## Data excerpts

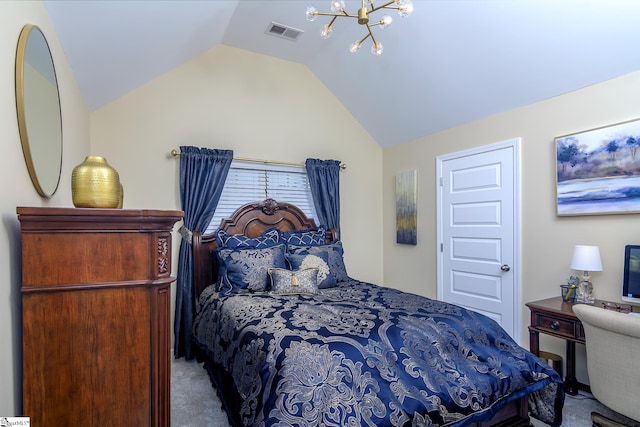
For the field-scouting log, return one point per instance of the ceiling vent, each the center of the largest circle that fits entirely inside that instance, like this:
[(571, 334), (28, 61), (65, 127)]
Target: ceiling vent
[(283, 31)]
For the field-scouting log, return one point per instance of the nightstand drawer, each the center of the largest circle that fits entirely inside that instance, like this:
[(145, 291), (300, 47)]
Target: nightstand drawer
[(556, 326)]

--

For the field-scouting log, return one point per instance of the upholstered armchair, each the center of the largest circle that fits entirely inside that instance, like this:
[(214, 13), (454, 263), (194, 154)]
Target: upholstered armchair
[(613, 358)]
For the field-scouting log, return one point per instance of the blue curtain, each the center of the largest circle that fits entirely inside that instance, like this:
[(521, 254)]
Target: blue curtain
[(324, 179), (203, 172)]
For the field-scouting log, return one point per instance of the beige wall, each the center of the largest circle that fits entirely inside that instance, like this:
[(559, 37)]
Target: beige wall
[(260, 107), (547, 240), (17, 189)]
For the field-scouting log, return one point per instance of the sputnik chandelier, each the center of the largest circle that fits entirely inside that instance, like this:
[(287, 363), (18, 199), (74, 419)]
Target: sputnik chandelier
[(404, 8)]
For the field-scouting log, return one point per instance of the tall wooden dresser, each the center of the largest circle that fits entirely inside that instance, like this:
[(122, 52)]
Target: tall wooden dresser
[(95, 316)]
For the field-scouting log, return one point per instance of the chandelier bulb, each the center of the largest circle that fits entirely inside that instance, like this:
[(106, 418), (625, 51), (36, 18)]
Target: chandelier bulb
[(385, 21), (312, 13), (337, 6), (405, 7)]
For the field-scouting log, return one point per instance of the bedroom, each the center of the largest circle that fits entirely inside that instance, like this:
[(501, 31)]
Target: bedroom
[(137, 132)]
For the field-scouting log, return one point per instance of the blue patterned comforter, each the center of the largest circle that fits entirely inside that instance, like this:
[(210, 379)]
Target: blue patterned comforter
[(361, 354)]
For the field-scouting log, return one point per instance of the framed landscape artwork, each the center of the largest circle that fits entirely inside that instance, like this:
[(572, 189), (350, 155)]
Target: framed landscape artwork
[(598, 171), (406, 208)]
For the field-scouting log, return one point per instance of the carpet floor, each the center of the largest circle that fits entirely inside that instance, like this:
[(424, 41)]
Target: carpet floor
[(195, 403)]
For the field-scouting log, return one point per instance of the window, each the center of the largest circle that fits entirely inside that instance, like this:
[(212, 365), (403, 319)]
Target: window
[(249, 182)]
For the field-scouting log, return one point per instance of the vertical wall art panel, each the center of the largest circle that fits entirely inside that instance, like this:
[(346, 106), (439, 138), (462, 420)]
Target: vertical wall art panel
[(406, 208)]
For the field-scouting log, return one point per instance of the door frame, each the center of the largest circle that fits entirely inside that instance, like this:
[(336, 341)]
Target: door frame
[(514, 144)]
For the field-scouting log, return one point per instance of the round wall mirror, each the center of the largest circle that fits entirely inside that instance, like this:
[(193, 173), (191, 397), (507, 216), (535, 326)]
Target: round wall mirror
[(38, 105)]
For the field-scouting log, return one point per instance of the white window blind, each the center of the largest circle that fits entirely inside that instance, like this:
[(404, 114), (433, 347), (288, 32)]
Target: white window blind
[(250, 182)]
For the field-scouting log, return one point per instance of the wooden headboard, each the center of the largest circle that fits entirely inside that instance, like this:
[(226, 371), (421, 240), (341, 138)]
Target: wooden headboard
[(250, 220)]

--

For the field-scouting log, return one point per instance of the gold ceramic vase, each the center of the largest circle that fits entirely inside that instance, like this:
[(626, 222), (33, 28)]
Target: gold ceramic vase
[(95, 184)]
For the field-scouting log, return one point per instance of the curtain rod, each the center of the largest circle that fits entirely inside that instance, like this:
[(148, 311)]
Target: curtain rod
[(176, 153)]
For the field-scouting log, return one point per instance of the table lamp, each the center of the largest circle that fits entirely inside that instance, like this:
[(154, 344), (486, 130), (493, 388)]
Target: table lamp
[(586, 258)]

## Exercise prompt
Restate word for word the entries above, starting at the line with "of the beige" and ending at the line with "[(572, 189), (350, 155)]", inclusive, and no others.

## Exercise solution
For the field-scouting log, return one point per instance of the beige wall, each the center of the largest circle that fits entirely inside that instance, like this:
[(559, 37)]
Target: beige wall
[(260, 107), (547, 240), (17, 189)]
For the field-scouting log, return one point per instance of the sputnik chandelier, each the center of the largest circle that fits entirely inside that instance, like this:
[(287, 363), (18, 199), (74, 419)]
Target: sputnik chandelier
[(404, 8)]
For the field-scouting log, return one point per instance of the tall wooden dresser, each the center of the largest circle that fits entirely inside that instance, like this:
[(122, 52)]
Target: tall wooden dresser
[(95, 316)]
For the field-scouting log, return one point per instance of the chandelier bulb, each the center of the largest circle that fits entirely inside that instance, like this:
[(106, 418), (625, 51), (36, 18)]
Target: chandelier bulb
[(385, 21), (312, 13), (337, 6), (405, 7)]
For the field-scouting log, return one point per instance of the bedroom, each the center of the largest circle that fits entirely inside that instance, like this:
[(501, 31)]
Target: bedroom
[(137, 132)]
For the field-scouting log, return one point per instance of the blue patterned comforter, each the center of the largest circle that fits entirely inside that instance, like this:
[(210, 379)]
Target: blue patterned comforter
[(361, 354)]
For the field-scouting log, return one point per instance of the framed landscape artwork, each the center of the largest circle that fits entirely inside that instance, like this:
[(572, 189), (350, 155)]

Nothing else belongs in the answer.